Repeat the records below exactly as they appear.

Stored data:
.....
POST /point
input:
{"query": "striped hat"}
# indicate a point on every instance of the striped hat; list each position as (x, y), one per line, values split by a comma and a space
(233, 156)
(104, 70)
.....
• _Full answer_
POST /point
input:
{"query": "striped hat"}
# indicate a point on every instance of the striped hat; list each position as (x, y), one per line, values split by a comma and a space
(233, 156)
(104, 70)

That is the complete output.